_What is needed_.
Return all of the data exactly as written, without the pictures.
## start Input rows
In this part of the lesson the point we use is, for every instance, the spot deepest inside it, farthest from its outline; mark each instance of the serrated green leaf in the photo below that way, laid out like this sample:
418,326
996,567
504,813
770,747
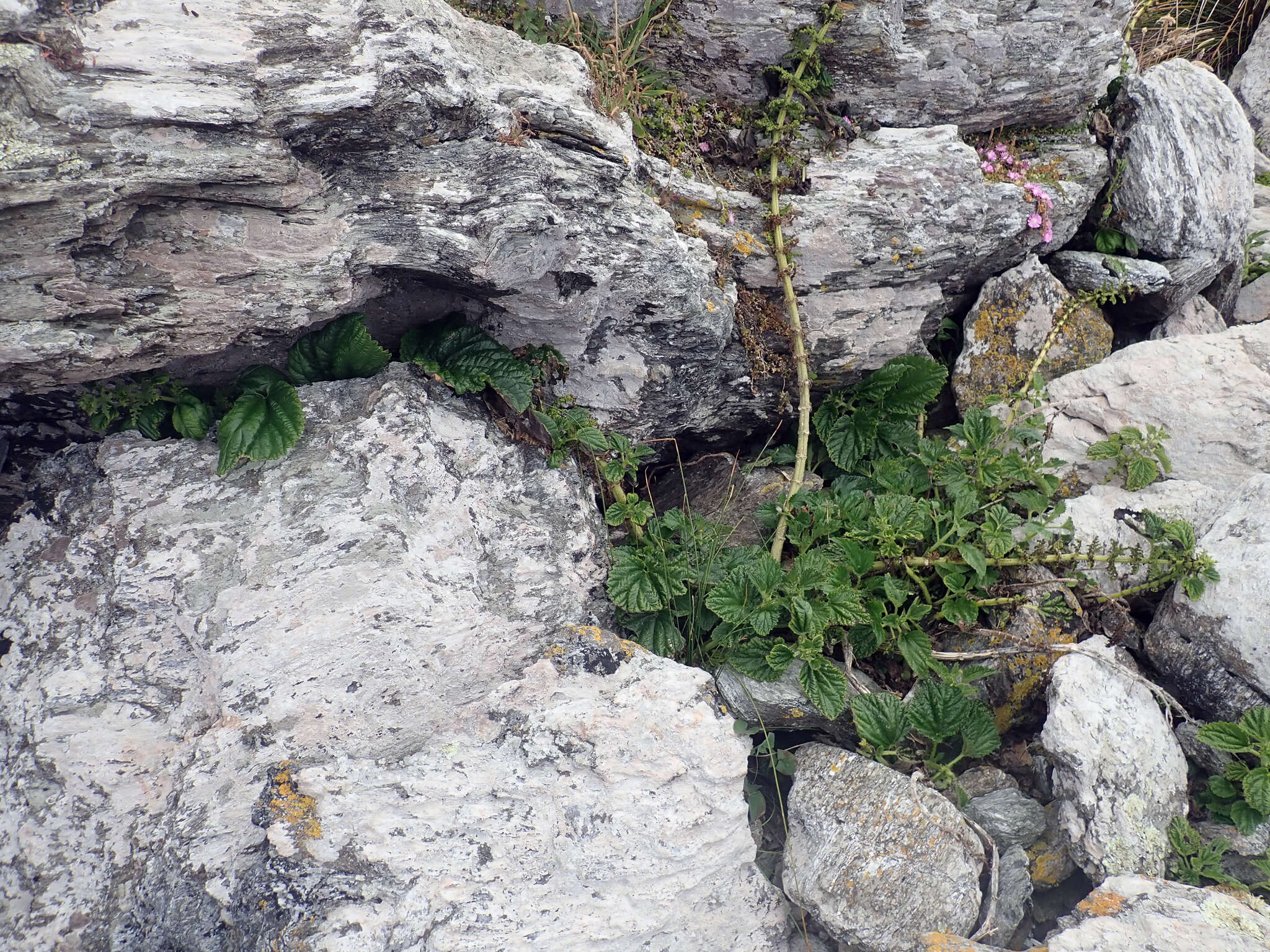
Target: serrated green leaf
469,359
939,711
825,685
340,351
881,719
1225,735
980,734
260,426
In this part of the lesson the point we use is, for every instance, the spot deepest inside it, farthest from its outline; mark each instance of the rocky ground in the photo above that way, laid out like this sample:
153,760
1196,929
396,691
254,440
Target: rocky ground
373,696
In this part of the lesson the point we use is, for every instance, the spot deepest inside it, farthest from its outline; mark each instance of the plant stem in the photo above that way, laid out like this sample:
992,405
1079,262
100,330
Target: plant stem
783,270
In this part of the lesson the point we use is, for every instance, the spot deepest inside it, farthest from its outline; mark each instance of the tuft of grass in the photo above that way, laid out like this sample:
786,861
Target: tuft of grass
1212,32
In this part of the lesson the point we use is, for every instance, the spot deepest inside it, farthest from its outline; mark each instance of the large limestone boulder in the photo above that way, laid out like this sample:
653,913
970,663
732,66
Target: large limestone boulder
1213,650
1210,392
876,858
1188,151
1119,774
332,702
980,65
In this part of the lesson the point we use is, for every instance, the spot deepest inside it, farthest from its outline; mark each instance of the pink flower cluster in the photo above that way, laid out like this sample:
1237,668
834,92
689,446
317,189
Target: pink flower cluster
1000,164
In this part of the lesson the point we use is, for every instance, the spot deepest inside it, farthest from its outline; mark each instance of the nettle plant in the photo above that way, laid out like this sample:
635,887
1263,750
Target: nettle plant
912,536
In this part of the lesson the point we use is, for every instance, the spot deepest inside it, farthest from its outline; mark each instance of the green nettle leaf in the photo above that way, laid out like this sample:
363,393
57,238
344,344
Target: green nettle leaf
1246,818
1256,721
260,426
469,359
825,685
1140,474
1256,790
939,711
657,631
191,416
1225,735
881,719
751,659
980,733
340,351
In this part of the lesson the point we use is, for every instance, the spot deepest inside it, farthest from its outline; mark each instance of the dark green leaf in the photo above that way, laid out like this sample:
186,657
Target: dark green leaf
825,685
260,426
881,719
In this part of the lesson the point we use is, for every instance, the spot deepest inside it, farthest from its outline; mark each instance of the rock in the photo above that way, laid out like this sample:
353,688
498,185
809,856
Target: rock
349,159
781,705
874,858
721,489
1094,518
1254,301
1210,394
1212,650
1250,81
978,66
1197,316
1014,892
1188,163
1008,327
334,695
1009,816
1119,775
1140,914
1091,271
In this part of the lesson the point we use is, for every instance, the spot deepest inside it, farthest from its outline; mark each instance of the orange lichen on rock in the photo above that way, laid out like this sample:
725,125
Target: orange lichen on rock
1101,903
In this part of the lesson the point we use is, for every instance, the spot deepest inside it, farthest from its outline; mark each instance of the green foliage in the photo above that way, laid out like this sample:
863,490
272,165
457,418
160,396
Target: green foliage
469,359
1140,457
340,351
1194,862
921,729
1241,794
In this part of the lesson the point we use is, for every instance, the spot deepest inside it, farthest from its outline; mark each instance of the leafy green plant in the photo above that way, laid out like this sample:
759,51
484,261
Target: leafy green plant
1140,457
469,359
926,728
1194,861
1241,794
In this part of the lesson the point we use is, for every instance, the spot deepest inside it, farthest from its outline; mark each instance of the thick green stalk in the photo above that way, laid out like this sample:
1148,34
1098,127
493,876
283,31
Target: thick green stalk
783,270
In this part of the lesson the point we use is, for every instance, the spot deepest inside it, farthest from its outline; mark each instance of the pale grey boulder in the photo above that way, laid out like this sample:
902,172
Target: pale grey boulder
1212,651
1210,394
334,700
978,65
1119,774
877,860
1093,271
1197,316
1250,81
1186,149
1148,914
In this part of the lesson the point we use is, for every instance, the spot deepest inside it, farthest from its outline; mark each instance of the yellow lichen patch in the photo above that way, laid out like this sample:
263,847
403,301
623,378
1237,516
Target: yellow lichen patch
293,808
1101,903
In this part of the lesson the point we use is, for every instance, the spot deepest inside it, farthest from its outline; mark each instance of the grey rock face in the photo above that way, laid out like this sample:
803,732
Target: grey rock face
172,203
1250,81
1140,914
1213,650
319,692
877,861
1197,316
1212,394
1009,816
1091,271
1008,327
1119,774
978,65
1188,152
1254,301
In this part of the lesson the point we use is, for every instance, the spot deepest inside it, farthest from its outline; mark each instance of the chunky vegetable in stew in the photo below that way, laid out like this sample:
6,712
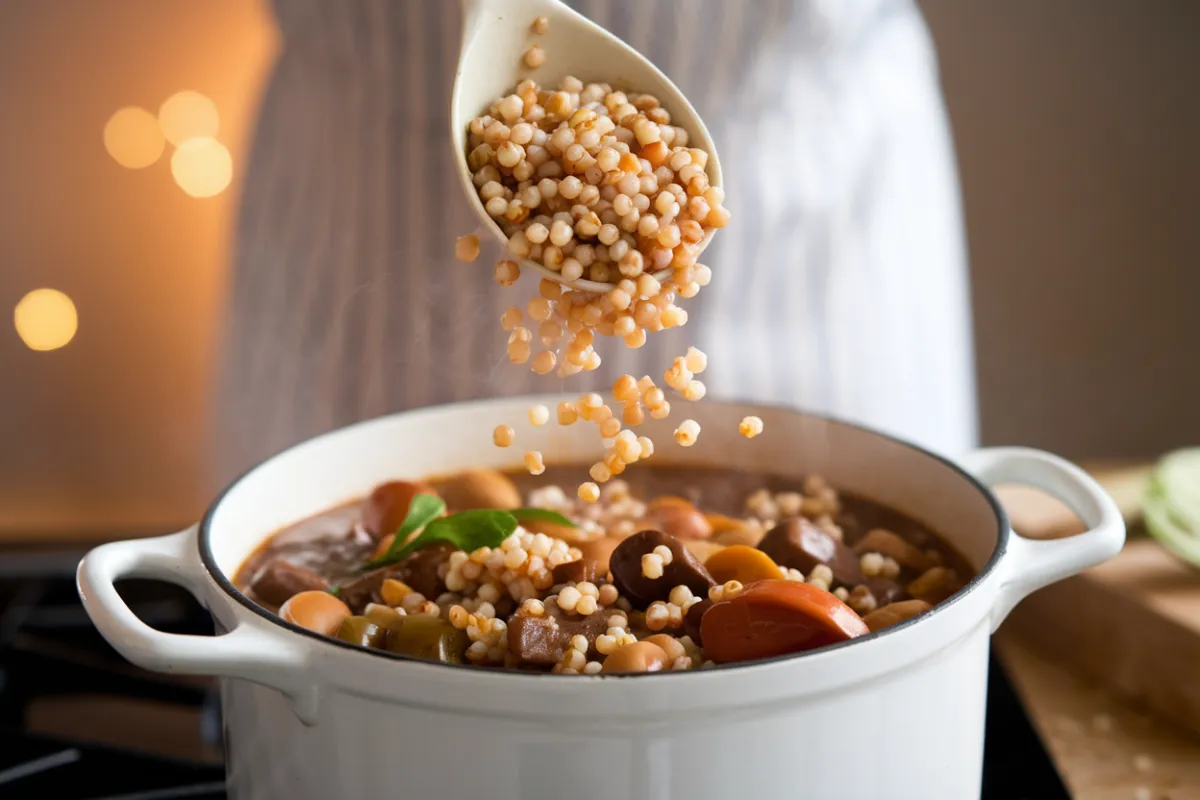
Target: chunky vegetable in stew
673,569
## end Input rows
_Solution to the exercise_.
In this part of the lesson the point we use is, for every instance, the spot deepest inside it, farthest from its outline; mark each instance of the serrated green leaf in the photo below that way, laid out like this sample:
418,326
996,567
504,813
770,747
Target: serrated green leaf
469,359
939,711
825,685
340,351
881,719
1225,735
980,734
260,426
In this part of the lesson the point we use is, for every instance, the spot deepest inside it, farthest from its outline; mark each instance of the rocky ground in the photo above that way, laid out like this sample:
153,760
1196,929
396,691
254,440
Target: rocky ground
373,696
In this part of the lesson the point we use is, for every instance, the spot deepest inside it, farthest from its outline; mark each instance of the plant stem in the photo above that way, laid out like this sample:
992,405
1079,262
100,330
Target: plant stem
783,270
In this part of the lesson the point we use is, for every instance, the spot deepest inside it, farthest from its outline; mark each instance of the tuft of grass in the photo above that way, laid out like this sample:
786,861
Target: tuft of grass
1212,32
In this part of the lesson the point we use is, for every instance, the spot deepest inside it, farthest from its outline; mark each instance of the large limestone boulder in the photo above that way, laid out like this sample:
653,913
970,663
732,66
Target: large limestone boulder
1213,650
1210,392
876,858
1188,151
1119,774
332,702
980,65
In this part of the lesson the point we use is, for every instance, the spot deepest inside it, farthest from its outline; mark each instance of the pink flower cluster in the photo above that way, laid out like this sample:
1237,668
834,92
689,446
317,189
Target: pink flower cluster
1000,164
In this part of the lesson the point we use is, for every instance, the spot deepest inside it, farthest from its outline; mark each instance of the nettle plant in the photo above that way, laid out like this sample:
635,887
1263,750
Target: nettle plant
912,536
In this part of the lesson the point we use is, for every instance, the spot deepest inside it, farthest from its outline; mark each instance of the green nettle leaf in the photo above that way, laid out like this sample:
363,393
57,238
344,344
Target: green nettle leaf
1246,818
1256,721
260,426
469,359
825,685
1140,474
1256,790
939,711
657,631
191,416
1225,735
881,719
751,659
980,733
340,351
In this part of the lesson the point we use is, for every instance, the spot deepest inside it, farthest from its outline; mark each instance of the dark green leaf in the photo above that way, laid out like this sample:
186,657
Target: dark green leaf
825,685
260,426
881,719
In this part of the lesson the point we use is, for every instance, the spot deepest inside it, farthest from its outline; mark each instance of the rock in the photo above that way, laid out like this sample:
353,688
498,185
809,856
Target: rock
349,159
781,705
874,858
721,489
1094,518
1254,301
1210,394
1212,650
1250,81
978,66
1197,316
1014,892
1188,163
1008,327
334,695
1009,816
1119,775
1140,914
1091,271
In this part of the lesson the point we use is, for every instance, the spot deepest inside it, farthest from its outline; mark each instance of the orange lichen on rock in the photo above that way, laid out like this sample:
725,125
Target: orange lichen on rock
1101,903
In this part of the lesson the point we use is, for every instance, the spot deepest inside it, farthest from its outline; mark each instance of the green foliage in the photo above that way, laid out like this sample:
863,490
272,165
457,418
160,396
Target: green foliage
469,359
1140,457
340,351
1194,862
921,729
1241,794
In this part of the lesson the point we use is, for every instance, the spot deepest inside it, farthest from its outline; mark each instance of the leafy green plant in the photo above that way, laid out like this sample:
759,51
484,261
Target: leafy green plant
1140,457
469,359
926,728
1194,861
1241,794
In this part of the lesson the point we use is, for every instance, the spot deepest inside it, farthest from its outline; mark each instance of the thick green stalk in the photo above that way, laid out like this sample:
1148,34
1098,127
493,876
283,31
Target: thick green stalk
783,270
In this part of the lesson the point we use is, for every instance, the spot deepest inside it, farthest from its outline; mark each instance of the pale grey boulder in the photo above that way, laid out like this sample:
902,172
Target: pale grey boulder
1212,651
1210,394
334,700
978,65
1119,774
877,860
1093,271
1197,316
1250,81
1186,149
1148,914
In this part of the lesson the point we use is, for every instance, the spot deepest inside it, farthest from its outline; mark each instance of the yellow lichen patch in the photo above that way, laid out like this sample:
263,847
403,301
623,378
1237,516
Target: yellow lichen patch
293,808
1101,903
In this part of the lesson the point we use is, for every instance, the spot deepest inside it, farthest from its outline; mark each instance of the grey rock face in the photo above that way, laid out like this sample:
803,732
Target: grey rock face
172,203
1250,81
1140,914
1213,650
319,692
877,861
1197,316
1212,394
1009,816
1091,271
1008,327
1119,774
978,65
1188,152
1254,301
In this part of the lesson the point we use is, for every instance, the spot deepest inside it, farthest from its outline; mark each instance of the chunky vegetable in stew in the photo below that way, laid out like this sample:
6,712
Target: chunky vegetable in stew
673,569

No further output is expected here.